Provided text:
####
About to start a new job in Exotics and Structured products, this video was very helpful for building a foundational understanding - many thanks Boyle!
As a tax practitioner, the one type of structured note that I've seen one of my clients with was completely different than the ones you describe, and basically the opposite. It was a bond that played a much higher than market rate, but it had a trigger that if a certain stock was below a certain price at the end of the term, the investor did not get their investment back. It was offered by Credit Suisse I think. The income from the bond portion was reported in his investment portfolio tax document as "other income" as opposed to one of the standard interest or dividend categories. For some reason he included with his tax material the paperwork describing the note.
@@LDacic search for yield enhancement structured products. most big investment banks structure and sell these through external/internal distribution networks they're usually a combination of zero coupon bonds + some option / derivative component like the one that Steven described, it's a combination of long zcb + short down&in put
That is the kind of structured product I first encountered: 5-year term, high yield (500 bp above normal bank borrowing rates), with options tied to one or more stock indexes such that if the underlyings drop below a certain level ('threshhold") from the original issue date of the structured product, the investor loses a corresponding portion of their investment principal. Interest is "contingent" and paid only so long as the underlyings are above the threshhold value(s). Works for the investor if and only if the underlyings stay within the original issue date values and the threshhold.
####
Supplied data:
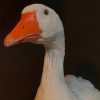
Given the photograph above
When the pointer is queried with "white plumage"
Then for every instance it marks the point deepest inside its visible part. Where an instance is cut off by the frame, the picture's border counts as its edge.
(53, 85)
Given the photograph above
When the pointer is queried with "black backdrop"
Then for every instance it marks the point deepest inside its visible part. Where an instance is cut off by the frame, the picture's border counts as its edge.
(21, 66)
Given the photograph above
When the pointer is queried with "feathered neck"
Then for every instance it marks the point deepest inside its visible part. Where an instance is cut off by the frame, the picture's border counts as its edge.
(53, 61)
(52, 81)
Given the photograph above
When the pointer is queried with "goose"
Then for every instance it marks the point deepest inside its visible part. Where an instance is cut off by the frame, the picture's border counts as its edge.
(40, 24)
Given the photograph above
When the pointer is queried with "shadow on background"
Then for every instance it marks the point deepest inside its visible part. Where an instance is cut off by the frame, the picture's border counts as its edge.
(21, 66)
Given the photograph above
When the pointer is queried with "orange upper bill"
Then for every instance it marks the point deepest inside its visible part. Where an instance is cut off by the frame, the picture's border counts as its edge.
(27, 30)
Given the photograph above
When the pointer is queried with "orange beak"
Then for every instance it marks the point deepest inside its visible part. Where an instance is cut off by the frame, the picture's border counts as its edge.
(27, 30)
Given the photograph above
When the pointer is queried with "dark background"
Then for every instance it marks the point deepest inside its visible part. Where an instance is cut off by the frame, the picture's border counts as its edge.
(21, 66)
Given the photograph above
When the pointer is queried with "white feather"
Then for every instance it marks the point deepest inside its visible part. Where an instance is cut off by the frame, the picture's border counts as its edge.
(53, 85)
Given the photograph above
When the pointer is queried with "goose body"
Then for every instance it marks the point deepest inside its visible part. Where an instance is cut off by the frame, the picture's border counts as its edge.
(41, 25)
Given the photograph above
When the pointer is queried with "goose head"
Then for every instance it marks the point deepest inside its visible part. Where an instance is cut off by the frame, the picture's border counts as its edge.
(38, 24)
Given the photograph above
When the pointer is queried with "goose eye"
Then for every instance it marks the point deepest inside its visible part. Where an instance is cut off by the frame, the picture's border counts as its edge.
(46, 12)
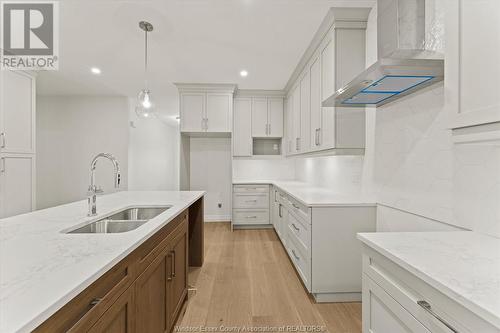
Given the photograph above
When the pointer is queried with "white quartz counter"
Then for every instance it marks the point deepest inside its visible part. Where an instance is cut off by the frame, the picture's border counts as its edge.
(314, 196)
(463, 265)
(41, 268)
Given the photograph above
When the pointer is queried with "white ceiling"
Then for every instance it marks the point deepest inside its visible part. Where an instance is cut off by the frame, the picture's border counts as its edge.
(202, 41)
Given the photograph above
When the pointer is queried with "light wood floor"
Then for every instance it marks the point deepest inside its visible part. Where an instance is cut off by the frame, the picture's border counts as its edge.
(248, 280)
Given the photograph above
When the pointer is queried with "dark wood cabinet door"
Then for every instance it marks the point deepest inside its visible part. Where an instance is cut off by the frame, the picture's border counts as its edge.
(119, 318)
(178, 283)
(152, 295)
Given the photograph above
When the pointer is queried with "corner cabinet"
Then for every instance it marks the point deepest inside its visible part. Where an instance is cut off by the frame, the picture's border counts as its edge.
(258, 122)
(471, 80)
(396, 300)
(335, 60)
(206, 108)
(17, 143)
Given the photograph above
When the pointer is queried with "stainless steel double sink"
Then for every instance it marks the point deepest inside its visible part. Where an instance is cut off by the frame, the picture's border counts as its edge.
(125, 220)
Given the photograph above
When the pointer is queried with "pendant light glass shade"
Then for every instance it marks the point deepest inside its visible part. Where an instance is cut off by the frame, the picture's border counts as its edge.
(144, 107)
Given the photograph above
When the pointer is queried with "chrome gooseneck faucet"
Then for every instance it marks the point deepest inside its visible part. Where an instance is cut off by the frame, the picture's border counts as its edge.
(93, 189)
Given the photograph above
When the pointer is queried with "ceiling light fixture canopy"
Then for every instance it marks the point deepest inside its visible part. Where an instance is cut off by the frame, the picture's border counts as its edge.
(145, 107)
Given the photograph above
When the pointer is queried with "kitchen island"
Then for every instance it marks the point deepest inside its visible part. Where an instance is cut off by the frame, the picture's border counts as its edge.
(46, 272)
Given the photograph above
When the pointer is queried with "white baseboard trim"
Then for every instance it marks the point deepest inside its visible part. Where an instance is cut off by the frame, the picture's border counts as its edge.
(217, 218)
(337, 297)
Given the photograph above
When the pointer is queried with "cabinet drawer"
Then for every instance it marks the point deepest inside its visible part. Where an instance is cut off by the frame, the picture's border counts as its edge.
(251, 200)
(301, 210)
(301, 232)
(300, 260)
(407, 290)
(251, 188)
(381, 313)
(250, 216)
(83, 311)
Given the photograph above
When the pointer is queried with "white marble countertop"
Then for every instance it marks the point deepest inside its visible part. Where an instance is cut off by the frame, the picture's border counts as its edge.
(463, 265)
(314, 196)
(41, 269)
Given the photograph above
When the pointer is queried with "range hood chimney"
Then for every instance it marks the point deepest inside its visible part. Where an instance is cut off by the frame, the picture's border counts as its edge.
(410, 37)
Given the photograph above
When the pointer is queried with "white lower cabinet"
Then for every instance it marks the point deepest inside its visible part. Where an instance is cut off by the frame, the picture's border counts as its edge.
(395, 300)
(321, 244)
(250, 205)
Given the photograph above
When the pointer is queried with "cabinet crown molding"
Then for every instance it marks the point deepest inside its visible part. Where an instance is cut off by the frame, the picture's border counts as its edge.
(259, 93)
(206, 87)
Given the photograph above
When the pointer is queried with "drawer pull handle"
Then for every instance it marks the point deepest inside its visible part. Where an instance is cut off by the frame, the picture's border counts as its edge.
(95, 301)
(427, 307)
(169, 278)
(173, 263)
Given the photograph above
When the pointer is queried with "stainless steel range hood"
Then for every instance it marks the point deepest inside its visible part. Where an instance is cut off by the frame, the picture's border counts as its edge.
(410, 53)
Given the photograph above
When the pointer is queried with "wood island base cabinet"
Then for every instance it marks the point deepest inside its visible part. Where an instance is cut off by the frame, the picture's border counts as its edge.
(144, 292)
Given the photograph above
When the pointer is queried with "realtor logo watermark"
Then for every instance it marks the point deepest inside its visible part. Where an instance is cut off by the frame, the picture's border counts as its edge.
(30, 35)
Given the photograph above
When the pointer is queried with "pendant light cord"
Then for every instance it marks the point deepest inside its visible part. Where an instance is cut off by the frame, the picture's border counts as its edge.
(146, 58)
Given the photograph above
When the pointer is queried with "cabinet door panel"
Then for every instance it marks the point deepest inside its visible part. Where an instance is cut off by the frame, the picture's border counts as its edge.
(305, 112)
(16, 182)
(275, 107)
(151, 307)
(242, 129)
(119, 318)
(327, 70)
(192, 112)
(296, 119)
(315, 104)
(16, 105)
(478, 103)
(178, 284)
(218, 112)
(259, 117)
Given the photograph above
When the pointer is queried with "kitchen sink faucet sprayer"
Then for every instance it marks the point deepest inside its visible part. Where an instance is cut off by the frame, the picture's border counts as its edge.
(93, 189)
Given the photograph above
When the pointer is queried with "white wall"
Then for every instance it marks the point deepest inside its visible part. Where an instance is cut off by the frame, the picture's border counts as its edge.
(70, 131)
(210, 170)
(263, 169)
(153, 153)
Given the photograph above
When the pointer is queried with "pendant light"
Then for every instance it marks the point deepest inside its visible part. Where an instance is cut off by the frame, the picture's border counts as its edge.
(145, 107)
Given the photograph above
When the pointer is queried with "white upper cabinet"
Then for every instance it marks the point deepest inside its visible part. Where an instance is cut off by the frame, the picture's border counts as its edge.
(259, 117)
(332, 62)
(17, 116)
(275, 114)
(305, 112)
(242, 131)
(17, 143)
(17, 184)
(315, 104)
(295, 119)
(219, 112)
(267, 117)
(206, 108)
(472, 64)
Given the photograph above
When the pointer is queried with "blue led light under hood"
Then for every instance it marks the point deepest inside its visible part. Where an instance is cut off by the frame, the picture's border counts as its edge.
(386, 87)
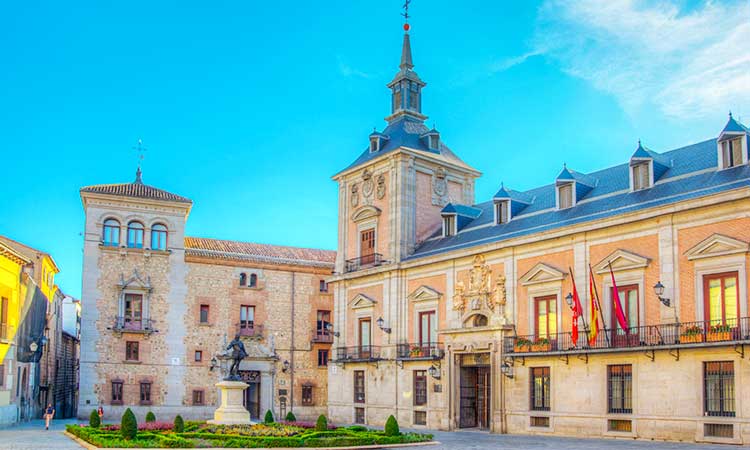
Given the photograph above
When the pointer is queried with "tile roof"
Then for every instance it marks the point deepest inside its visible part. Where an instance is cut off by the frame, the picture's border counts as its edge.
(407, 132)
(691, 172)
(135, 189)
(264, 253)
####
Task item A:
Summarize the comments on structured products in two sentences.
Task item B:
Answer these questions on the comments on structured products, one line each:
(i) How was the income from the bond portion reported in the client's tax document?
(ii) What are yield enhancement structured products usually a combination of?
(iii) What term did the first structured product encountered by the last commenter have?
Task item C:
Continue the comments on structured products from the point where they stop.
Nothing in the records is needed here.

Result A:
A commenter about to start a job in exotics and structured products found a video helpful, and a tax practitioner described a client's note: a bond with a much higher than market rate that did not return the investment if a certain stock was below a certain price at the end of the term. Other commenters explain that these yield enhancement products usually combine zero coupon bonds with an option or derivative component, and that their contingent interest is paid only while the underlyings stay above a threshold value.

Result B:
(i) As "other income," not under one of the standard interest or dividend categories.
(ii) Zero coupon bonds plus some option or derivative component.
(iii) A 5-year term.

Result C:
Very good beginner information on SP. You bring up an interesting point. “Why should I, as a portfolio manager buy a structured product instead of buying these components separately?” When you look at something as simple as a ZCB + call option, indeed it’s difficult to see value added by a bank writing these components. However, what if we add a digital coupon call on a basket of worst of, a short put to finance this optionality and an early redemption feature on this packaged product that will redeem your principe + coupon before maturity? Indeed it’s a very precise strategy for a specific purpose, for a specific investor. But the question is, do you have the time and infrastructure to buy and hedge these components separately? Do you have the means to monitor the overall MtM for such strategies for a single thematic? How about ten? Hundred? In many ways you answered your own question. This is a very bespoke business, and in any industry, bespoke demands a premium. Edit: there is still value in capital protection products. Do you have the means to source a bond that would provide similar / better financing? How about the universe of stocks that you regularly deal with, is it as extensive as you want it to be? Even with capital protection products there are infinite combinations.
This assumes that going through all of those hoops increases the value of the investment which it doesn’t for most people stocks and bonds are enough and for the very few when it doesn’t they are better of not paying the fees
@@luisandrade2254 what about a brokerage? Do you think they don’t bring any value either just because they force the end investor to go though a bunch of “hoops”? Crossing one financial instrument between multiple custodies?No my friend. I humbly disagree. Only the market can dictate what does or doesn’t have value.
@@antonmsk3401 a broker facilitates trading which has value but these structured products (at least from this video) are just packaged complicated financial products with high fees I genuinely don’t see the value even if they could have extremely high returns which they don’t it would all be eaten by fees
This is nuts! Talk to someone who owned these during COVID and during 2022….They not only didn’t lose money but made money. These products can protect on the downside and pay big gains if the market is flat or positive….so offer Principal Protection and FDIC Insurance and some offer a payout in a down market. People who buy these laugh at those that accept market risk and panic at every downturn.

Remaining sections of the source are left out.